▸ WORK TO DO: Report every row of the items below that contains the word "line", copying each such row in full.

▸ SUPPLIED DATA:
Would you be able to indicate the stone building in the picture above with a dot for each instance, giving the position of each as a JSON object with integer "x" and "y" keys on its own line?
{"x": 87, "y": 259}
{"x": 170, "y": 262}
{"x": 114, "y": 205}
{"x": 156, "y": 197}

▸ EXERCISE ANSWER:
Would you be able to indicate the stone building in the picture above with a dot for each instance, giving the position of each as a JSON object with integer "x" and "y" keys on its own line?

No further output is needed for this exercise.